* _Your objective_
Repeat the listing in full, preserving every character.

(Labeled-object pointing entries)
** START **

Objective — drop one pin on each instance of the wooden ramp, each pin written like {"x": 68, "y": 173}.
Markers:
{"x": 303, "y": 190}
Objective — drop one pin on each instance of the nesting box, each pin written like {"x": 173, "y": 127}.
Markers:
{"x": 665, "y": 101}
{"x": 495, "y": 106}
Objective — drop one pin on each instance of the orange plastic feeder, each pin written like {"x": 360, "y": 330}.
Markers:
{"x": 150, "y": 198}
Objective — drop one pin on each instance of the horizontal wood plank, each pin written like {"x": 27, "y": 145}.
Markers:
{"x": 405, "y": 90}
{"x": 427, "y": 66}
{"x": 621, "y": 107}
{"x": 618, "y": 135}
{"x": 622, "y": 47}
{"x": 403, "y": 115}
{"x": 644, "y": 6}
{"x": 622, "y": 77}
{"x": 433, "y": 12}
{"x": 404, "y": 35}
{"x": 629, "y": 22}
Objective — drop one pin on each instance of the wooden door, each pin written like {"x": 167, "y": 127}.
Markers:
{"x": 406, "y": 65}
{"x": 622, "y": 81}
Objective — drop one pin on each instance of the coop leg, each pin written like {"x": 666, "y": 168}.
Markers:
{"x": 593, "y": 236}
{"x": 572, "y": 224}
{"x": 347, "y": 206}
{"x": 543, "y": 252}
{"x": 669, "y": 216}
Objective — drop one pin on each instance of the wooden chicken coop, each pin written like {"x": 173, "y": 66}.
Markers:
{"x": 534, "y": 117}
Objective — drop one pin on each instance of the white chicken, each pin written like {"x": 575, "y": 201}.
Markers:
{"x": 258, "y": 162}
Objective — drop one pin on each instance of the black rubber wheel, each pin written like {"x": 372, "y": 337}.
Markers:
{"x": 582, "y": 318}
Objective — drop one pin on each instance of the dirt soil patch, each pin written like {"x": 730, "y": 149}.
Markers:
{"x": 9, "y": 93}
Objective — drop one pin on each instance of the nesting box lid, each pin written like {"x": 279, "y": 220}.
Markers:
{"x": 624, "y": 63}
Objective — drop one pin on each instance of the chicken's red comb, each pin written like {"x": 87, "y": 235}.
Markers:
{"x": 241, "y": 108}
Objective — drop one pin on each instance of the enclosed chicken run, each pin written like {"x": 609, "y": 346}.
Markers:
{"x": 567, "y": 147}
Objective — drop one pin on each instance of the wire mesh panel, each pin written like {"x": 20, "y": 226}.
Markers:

** END **

* _The answer_
Objective — drop one pin on each instance of the wooden ramp, each pin written like {"x": 68, "y": 173}.
Markers:
{"x": 303, "y": 190}
Objective — drop one pin on each instance of the nesting box, each pin written like {"x": 173, "y": 127}.
Markers:
{"x": 665, "y": 101}
{"x": 495, "y": 106}
Objective — drop one pin on each instance of the orange plastic feeder, each pin written like {"x": 360, "y": 330}.
Markers:
{"x": 150, "y": 198}
Objective — drop one pin on each instance of the horizontal wood plank, each pin written like {"x": 27, "y": 145}.
Markers:
{"x": 405, "y": 90}
{"x": 427, "y": 66}
{"x": 621, "y": 107}
{"x": 618, "y": 135}
{"x": 622, "y": 47}
{"x": 403, "y": 115}
{"x": 644, "y": 6}
{"x": 622, "y": 77}
{"x": 433, "y": 12}
{"x": 404, "y": 35}
{"x": 629, "y": 22}
Objective — drop one pin on each instance of the wooden door, each pin written like {"x": 167, "y": 127}.
Markers:
{"x": 406, "y": 65}
{"x": 622, "y": 81}
Objective — drop one pin on each instance of the coop leg, each pin written like {"x": 666, "y": 168}.
Markers:
{"x": 593, "y": 236}
{"x": 572, "y": 224}
{"x": 347, "y": 206}
{"x": 543, "y": 252}
{"x": 669, "y": 216}
Objective — drop one pin on each instance of the wooden chicken coop, each pin written like {"x": 173, "y": 66}.
Markers:
{"x": 534, "y": 117}
Objective — drop one pin on each instance of the white chicken, each pin written like {"x": 575, "y": 201}.
Markers:
{"x": 258, "y": 162}
Objective — drop one pin on each instance of the black rubber wheel, each pin written like {"x": 372, "y": 337}.
Markers:
{"x": 582, "y": 318}
Objective — drop one pin on each instance of the dirt soil patch, each pin written like {"x": 730, "y": 149}.
Markers:
{"x": 9, "y": 93}
Objective — drop one pin on each instance of the nesting box lid, each pin written like {"x": 279, "y": 220}.
Markers:
{"x": 624, "y": 63}
Objective — drop one pin on each instance of the chicken's red comb, each pin written like {"x": 87, "y": 235}.
Markers:
{"x": 241, "y": 108}
Objective — drop one pin on each instance of the enclosed chicken run, each pin written like {"x": 609, "y": 346}.
Markers:
{"x": 567, "y": 147}
Objective — drop one pin on each instance of the wire mesh panel, each pin written like {"x": 20, "y": 226}.
Markers:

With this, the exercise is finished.